Sondaggi politici: Lega a ridosso del 10 per cento, M5s perde oltre mezzo punto

Redazione
19/10/2023

Il partito di Matteo Salvini non è mai stato così in alto dalle elezioni nella Supermedia Youtrend/Agi. In calo FdI e Pd, male Conte che scivola dello 0,6. Tutti i dati del sondaggio.

Sondaggi politici: Lega a ridosso del 10 per cento, M5s perde oltre mezzo punto

Dopo aver superato quota 10 per cento due settimane fa nei sondaggi Swg per Tg La7, la Lega continua a crescere anche nei dati registrati dalla Supermedia Youtrend/Agi. Il partito guidato dal vicepremier e ministro delle Infrastrutture e dei Trasporti, Matteo Salvini, è cresciuto di mezzo punto percentuale salendo a quota 9,8. Per la prima volta il Carroccio sfiora la doppia cifra nelle rilevazioni Youtrend/Agi. E nel centrodestra la Lega è l’unica a crescere. Fratelli d’Italia ha infatti perso lo 0,2 per cento ed è scesa a quota 28,7, sempre saldamente in vetta ai sondaggi. Forza Italia ha perso due decimi, nonostante l’exploit avuto a Roma nei giorni del tesseramento, con i militanti triplicati: è ora al 7,2 per cento.

Male Pd e Movimento 5 stelle

Nonostante il calo, il partito di Giorgia Meloni resta saldamente avanti al Pd, secondo a quota 19,6 per cento. I dem restano quindi 9 punti dietro FdI, a fronte di un decremento dello 0,1 per cento rispetto al sondaggio precedente. Elly Schlein può comunque guardare il lato positivo. Dietro, in terza posizione, il Movimento 5 stelle perde lo 0,6 per cento e la forbice aumenta. Il partito di Giuseppe Conte è ora al 16,1 per cento: tra i due gruppi ballano tre punti e mezzo. Il centrosinistra in generale ha perso lo 0,2 per cento e si è fermato al 25,4, oltre 20 punti dietro il centrodestra, attualmente al 46,7.

Sondaggi politici Lega a ridosso del 10 per cento, M5s perde oltre mezzo punto
Giuseppe Conte (Imagoeconomica).

CONTENUTO DEI DATI:
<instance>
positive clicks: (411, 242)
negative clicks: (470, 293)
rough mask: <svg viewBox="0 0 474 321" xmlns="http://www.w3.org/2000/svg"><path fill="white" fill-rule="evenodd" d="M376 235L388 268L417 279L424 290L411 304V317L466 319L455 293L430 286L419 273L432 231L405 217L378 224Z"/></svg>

OBIETTIVO DELL'ESERCIZIO: Per favore, riporta dall'articolo sui sondaggi il tratto compreso tra "Male Pd e Movimento" e "Giuseppe Conte (Imagoeconomica).", senza cambiare nulla. Le righe non servono per lo svolgimento.

SOLUZIONE DEL COMPITO:
Male Pd e Movimento 5 stelle

Nonostante il calo, il partito di Giorgia Meloni resta saldamente avanti al Pd, secondo a quota 19,6 per cento. I dem restano quindi 9 punti dietro FdI, a fronte di un decremento dello 0,1 per cento rispetto al sondaggio precedente. Elly Schlein può comunque guardare il lato positivo. Dietro, in terza posizione, il Movimento 5 stelle perde lo 0,6 per cento e la forbice aumenta. Il partito di Giuseppe Conte è ora al 16,1 per cento: tra i due gruppi ballano tre punti e mezzo. Il centrosinistra in generale ha perso lo 0,2 per cento e si è fermato al 25,4, oltre 20 punti dietro il centrodestra, attualmente al 46,7.

Sondaggi politici Lega a ridosso del 10 per cento, M5s perde oltre mezzo punto
Giuseppe Conte (Imagoeconomica).